===== Provided passage =====

From Participatory Budgeting to Co-operative Tenant Control: An Alternative Policy Recommendation For Toronto Community Housing

Annual budget discussions are underway at Toronto City Hall.

The board of directors in charge of Toronto Community Housing (TCH) approved a $1.3 billion budget for 2016, inclusive of capital and operating expenses, on December 3, 2015.

Details of the budget (“a line-by-line breakdown”) are typically revealed behind closed doors and that has raised questions about the accountability of the board and the ability of tenants to play a meaningful role in the crafting of a relevant budget.

This post, which incorporates an abridged version of a policy paper I wrote on TCH’s participatory budgeting process, proposes transformational change in the Toronto Community Housing budgeting process.

Specifically, I contend that 100 percent of the control over Toronto Community Housing’s budget process must be handed over to TCH tenants via co-operative and deliberative budgeting.


Toronto Community Housing  is a huge organization with a crucial mandate. Located in Canada’s most-populous city and the capital of the Province of Ontario, TCH provides housing for 164,000 low and moderate-income people in 58,500 homes. The agency, created by the City of Toronto in 2002[1], is the largest public housing provider in Canada and the second-largest in North America. Among the communities TCH serves are refugees, recent immigrants, seniors, people with special needs, families and single people.[2]

Toronto Community Housing buildings in Moss Park. (photo/SimonP/Wikimedia Commons)

=====

**Written problem A**
Gather every line of the entries that contains the string "alloy", treating case as significant.
The Toronto Community Housing post and the entries come from unrelated sources.

===== Provided data =====

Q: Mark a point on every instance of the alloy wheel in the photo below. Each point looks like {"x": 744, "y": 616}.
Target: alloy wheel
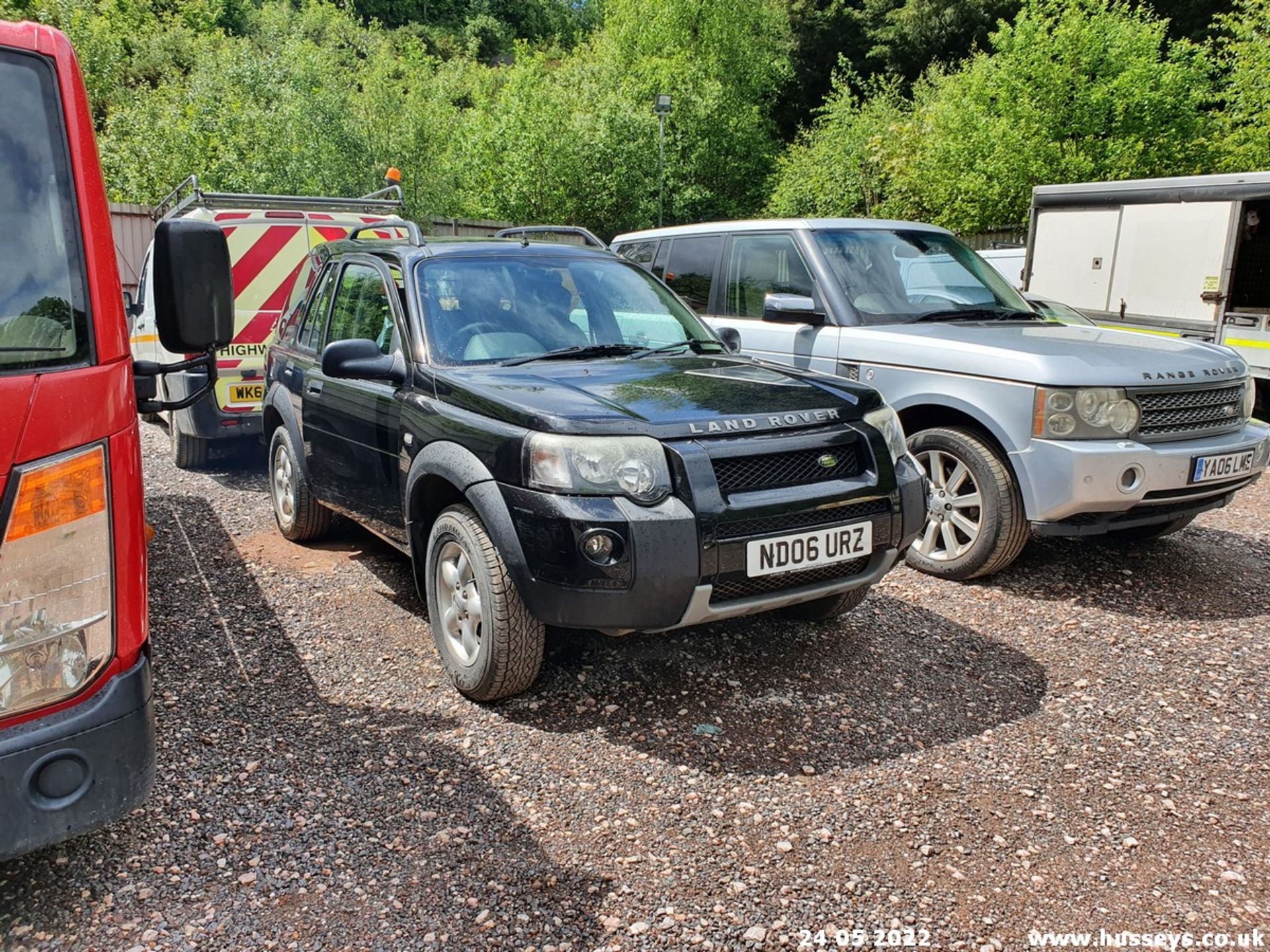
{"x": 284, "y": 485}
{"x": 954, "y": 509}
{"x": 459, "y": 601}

=====

**Written problem B**
Repeat the Toronto Community Housing post word for word, from "This post, which" up to and including "co-operative and deliberative budgeting.".

**Expected answer A**
Q: Mark a point on every instance of the alloy wheel in the photo below. Each point looks like {"x": 744, "y": 616}.
Target: alloy wheel

**Expected answer B**
This post, which incorporates an abridged version of a policy paper I wrote on TCH’s participatory budgeting process, proposes transformational change in the Toronto Community Housing budgeting process.

Specifically, I contend that 100 percent of the control over Toronto Community Housing’s budget process must be handed over to TCH tenants via co-operative and deliberative budgeting.